— start Exercise data —

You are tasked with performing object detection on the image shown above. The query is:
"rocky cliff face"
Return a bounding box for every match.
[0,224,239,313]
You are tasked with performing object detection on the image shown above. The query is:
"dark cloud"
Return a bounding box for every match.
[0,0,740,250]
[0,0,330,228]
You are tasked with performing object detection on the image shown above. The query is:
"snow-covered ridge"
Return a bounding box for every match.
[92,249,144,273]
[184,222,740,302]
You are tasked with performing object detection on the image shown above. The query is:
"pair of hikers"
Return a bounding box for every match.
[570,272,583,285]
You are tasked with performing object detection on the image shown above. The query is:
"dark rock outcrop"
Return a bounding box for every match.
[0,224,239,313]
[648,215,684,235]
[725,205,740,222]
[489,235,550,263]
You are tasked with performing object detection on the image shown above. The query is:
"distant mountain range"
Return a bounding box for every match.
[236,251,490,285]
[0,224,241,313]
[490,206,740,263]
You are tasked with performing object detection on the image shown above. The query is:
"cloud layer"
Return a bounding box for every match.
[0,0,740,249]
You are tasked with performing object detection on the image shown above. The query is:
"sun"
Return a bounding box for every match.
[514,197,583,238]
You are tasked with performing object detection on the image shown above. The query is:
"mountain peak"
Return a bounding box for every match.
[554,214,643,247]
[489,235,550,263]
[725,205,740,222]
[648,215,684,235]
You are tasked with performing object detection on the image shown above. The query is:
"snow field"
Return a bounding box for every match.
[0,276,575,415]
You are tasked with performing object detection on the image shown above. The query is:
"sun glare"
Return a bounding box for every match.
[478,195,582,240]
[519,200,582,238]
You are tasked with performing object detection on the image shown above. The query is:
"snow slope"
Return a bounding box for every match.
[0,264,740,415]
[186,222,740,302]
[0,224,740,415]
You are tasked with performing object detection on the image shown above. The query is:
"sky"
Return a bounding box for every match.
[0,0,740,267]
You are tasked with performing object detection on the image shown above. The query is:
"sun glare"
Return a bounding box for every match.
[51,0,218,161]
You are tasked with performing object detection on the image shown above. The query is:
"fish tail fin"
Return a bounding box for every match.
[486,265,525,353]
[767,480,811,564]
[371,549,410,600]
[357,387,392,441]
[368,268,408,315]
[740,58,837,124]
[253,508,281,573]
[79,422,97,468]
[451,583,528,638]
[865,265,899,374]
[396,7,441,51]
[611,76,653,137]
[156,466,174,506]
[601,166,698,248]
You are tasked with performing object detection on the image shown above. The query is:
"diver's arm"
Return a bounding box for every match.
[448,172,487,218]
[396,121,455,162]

— end Exercise data —

[Task to complete] Please substitute "rectangular box" for every "bounding box" throughout the material above and write it all out again, leaving everything else unchanged.

[Worked solution]
You are tasked with performing object detection on the image shown above. The query is:
"rocky cliff face"
Return a rectangular box for every match.
[0,224,239,313]
You are tasked with performing object detection on the image shown above. The query is:
"dark cloud"
Return a rectangular box for every match.
[0,0,740,250]
[0,0,330,228]
You are tasked with performing object detection on the image shown above. The query is:
"snow-covered ridge"
Return a rectangular box for every match.
[92,249,144,273]
[184,222,740,302]
You are tasked with performing object detection on the image shown above. The query is:
"pair of hikers"
Return a rectangular box for every match.
[570,272,583,285]
You are tasked with performing object detection on the image shown above. The query is:
"dark rock outcrop"
Return a rectangular box for every match.
[0,224,239,313]
[648,215,684,235]
[725,205,740,222]
[489,235,550,263]
You are tasked with performing object detection on the image shown above. The query is:
"distant mountain range"
Return a rectangular box for every match.
[236,251,490,285]
[0,224,241,313]
[490,206,740,263]
You are tasked with performing object detection on the image shown above. The query is:
"cloud layer"
Return a rectangular box for every match.
[0,0,740,249]
You are tasked with performing object detection on the image shown above. The query is:
"sun"
Return a rectangular box for every match.
[514,197,583,238]
You are tasked with performing object detection on the image shown above. The query is:
"mountain peak"
Return a rectangular box for every match.
[554,214,643,247]
[489,235,550,263]
[725,205,740,222]
[648,215,684,235]
You are tasked with performing object detection on the image shown above. The query is:
"snow field"
Return a rectangular box for every match.
[0,276,575,415]
You are tasked with performing object detection on the image shown above. The query is:
"sun glare"
Return a rectangular box for every match.
[478,195,582,240]
[519,200,582,238]
You are tasked with performing object detection on the image shown above. The query is:
"snow slope"
Return a rectangular box for every match.
[0,264,740,415]
[186,222,740,302]
[0,224,740,415]
You are tasked with performing object detection on the image shown above. The query is:
"sky"
Return a rectangular box for every match.
[0,0,740,267]
You are tasked with performing object detection on the image shown above. The query is:
"sun glare"
Return a rectangular box for every match.
[51,0,218,161]
You are tasked with performing object detection on the image shown above. The query is:
"fish tail fin"
Return a rectangular box for every match.
[486,265,525,353]
[767,480,811,564]
[371,549,410,600]
[357,387,392,441]
[368,268,408,315]
[740,58,837,124]
[253,508,281,573]
[79,422,97,468]
[451,583,528,638]
[865,265,899,374]
[396,7,441,51]
[611,76,653,137]
[156,466,174,506]
[601,166,698,248]
You are tasked with performing object detection on the image shown above. The query is:
"diver's arm"
Return a rectangular box for every match.
[448,172,487,218]
[396,121,455,162]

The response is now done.